_Extrait du document_
★ ★ ★ ★ ★

Écoutez ce que dit à ce sujet le grand historien de la France, Michelet, que certes personne n’accusera d’être un matérialiste immoral[1] :

« Il n’y eut jamais un labour d’octobre comme celui de 91, celui où le laboureur, sérieusement averti par Varennes et par Pillnitz, songea pour la première fois, roula en esprit ses périls, et toutes les conquêtes de la Révolution qu’on voulait lui arracher. Son travail, animé d’une indignation guerrière, était déjà pour lui une campagne en esprit. Il labourait en soldat, imprimait à la charrue le pas militaire, et, touchant ses bêtes d’un plus sévère aiguillon, criait à l’une : « Hue ! la Prusse ! » à l’autre : « Va donc, Autriche ! » Le bœuf marchait comme un cheval, le soc allait âpre et rapide, le noir sillon fumait, plein de souffle et plein de vie.

« C’est que cet homme ne supportait pas patiemment de se voir ainsi troublé dans sa possession récente, dans ce premier moment où la dignité humaine s’était réveillée en lui. Libre et foulant un champ libre, s’il frappait du pied, il sentait sous lui une terre sans droit ni dîme, qui déjà était à lui ou serait à lui demain… Plus de seigneurs ! |43 Tous seigneurs ! Tous rois, chacun sur sa terre, le vieux dicton réalisé : Pauvre homme, en sa maison, Roi est.

  1. Histoire de la Révolution française, par Michelet, tome III. (Note de Bakounine.)

★ ★ ★ ★ ★

Entrées de données collectées
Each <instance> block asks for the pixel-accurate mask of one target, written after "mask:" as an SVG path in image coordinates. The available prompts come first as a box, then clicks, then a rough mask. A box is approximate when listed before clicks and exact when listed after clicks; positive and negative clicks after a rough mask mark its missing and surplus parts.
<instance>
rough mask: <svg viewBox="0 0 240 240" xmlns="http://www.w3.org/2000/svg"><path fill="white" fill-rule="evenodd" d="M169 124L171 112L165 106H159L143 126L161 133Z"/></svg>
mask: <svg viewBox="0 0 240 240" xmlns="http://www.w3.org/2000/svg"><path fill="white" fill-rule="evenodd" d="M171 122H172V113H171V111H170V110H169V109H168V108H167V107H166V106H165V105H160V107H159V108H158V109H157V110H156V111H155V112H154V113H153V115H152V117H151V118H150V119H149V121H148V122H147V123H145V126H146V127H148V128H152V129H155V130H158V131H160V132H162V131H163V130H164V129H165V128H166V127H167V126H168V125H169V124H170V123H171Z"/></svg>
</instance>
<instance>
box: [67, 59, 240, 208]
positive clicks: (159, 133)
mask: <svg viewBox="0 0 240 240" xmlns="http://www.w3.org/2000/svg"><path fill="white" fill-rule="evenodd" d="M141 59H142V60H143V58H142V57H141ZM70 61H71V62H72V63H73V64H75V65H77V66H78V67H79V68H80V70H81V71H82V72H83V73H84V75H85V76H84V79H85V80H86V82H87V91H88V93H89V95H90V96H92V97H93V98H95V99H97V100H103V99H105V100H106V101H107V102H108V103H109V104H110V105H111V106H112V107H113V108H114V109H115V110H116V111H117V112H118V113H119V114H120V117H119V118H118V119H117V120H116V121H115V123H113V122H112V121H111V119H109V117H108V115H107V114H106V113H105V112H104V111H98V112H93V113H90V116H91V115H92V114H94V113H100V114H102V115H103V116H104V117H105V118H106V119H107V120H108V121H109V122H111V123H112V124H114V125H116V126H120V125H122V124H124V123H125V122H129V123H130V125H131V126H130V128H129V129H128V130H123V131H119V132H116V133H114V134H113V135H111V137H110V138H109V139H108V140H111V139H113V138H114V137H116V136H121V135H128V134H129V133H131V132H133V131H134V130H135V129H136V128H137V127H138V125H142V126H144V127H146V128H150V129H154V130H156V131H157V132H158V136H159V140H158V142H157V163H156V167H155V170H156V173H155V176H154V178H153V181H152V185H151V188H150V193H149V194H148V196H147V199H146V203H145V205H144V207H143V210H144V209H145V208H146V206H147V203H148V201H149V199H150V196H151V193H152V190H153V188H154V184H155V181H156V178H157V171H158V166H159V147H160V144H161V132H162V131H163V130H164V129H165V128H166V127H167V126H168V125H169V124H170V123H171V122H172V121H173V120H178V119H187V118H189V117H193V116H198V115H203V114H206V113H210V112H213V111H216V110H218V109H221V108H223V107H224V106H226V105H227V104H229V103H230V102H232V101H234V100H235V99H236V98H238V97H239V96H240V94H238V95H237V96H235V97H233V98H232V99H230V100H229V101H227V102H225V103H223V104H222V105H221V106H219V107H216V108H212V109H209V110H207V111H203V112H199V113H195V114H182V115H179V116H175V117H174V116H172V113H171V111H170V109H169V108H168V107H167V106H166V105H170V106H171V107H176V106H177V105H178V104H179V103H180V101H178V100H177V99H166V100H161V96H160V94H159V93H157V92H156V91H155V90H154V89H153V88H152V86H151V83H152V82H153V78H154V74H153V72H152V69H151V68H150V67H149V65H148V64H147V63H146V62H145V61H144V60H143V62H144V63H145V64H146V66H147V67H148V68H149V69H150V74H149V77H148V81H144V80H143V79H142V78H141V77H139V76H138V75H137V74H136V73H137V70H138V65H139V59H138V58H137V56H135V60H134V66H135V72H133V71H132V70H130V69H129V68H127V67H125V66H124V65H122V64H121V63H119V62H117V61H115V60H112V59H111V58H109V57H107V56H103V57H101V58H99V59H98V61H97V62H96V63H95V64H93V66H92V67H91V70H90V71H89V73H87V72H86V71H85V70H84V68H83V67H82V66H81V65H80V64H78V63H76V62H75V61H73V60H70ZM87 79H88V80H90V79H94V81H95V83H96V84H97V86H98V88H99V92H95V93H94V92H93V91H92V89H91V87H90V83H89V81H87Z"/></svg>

★ ★ ★ ★ ★

_Consignes_
A: Répondez à ces questions sur l'extrait du document :
(i) Quel historien y est cité ?
(ii) Quels deux noms de pays le laboureur lançait-il à ses bêtes ?
(iii) Selon la note, de quel ouvrage et de quel tome la citation est-elle tirée ?
B: Citez fidèlement le passage de l'extrait du document commençant par « Écoutez ce que » et allant jusqu'à « plein de vie. ».

_Réponses_
A:
(i) Michelet.
(ii) La Prusse et l'Autriche.
(iii) De l'*Histoire de la Révolution française*, tome III.

B:
Écoutez ce que dit à ce sujet le grand historien de la France, Michelet, que certes personne n’accusera d’être un matérialiste immoral[1] :

« Il n’y eut jamais un labour d’octobre comme celui de 91, celui où le laboureur, sérieusement averti par Varennes et par Pillnitz, songea pour la première fois, roula en esprit ses périls, et toutes les conquêtes de la Révolution qu’on voulait lui arracher. Son travail, animé d’une indignation guerrière, était déjà pour lui une campagne en esprit. Il labourait en soldat, imprimait à la charrue le pas militaire, et, touchant ses bêtes d’un plus sévère aiguillon, criait à l’une : « Hue ! la Prusse ! » à l’autre : « Va donc, Autriche ! » Le bœuf marchait comme un cheval, le soc allait âpre et rapide, le noir sillon fumait, plein de souffle et plein de vie.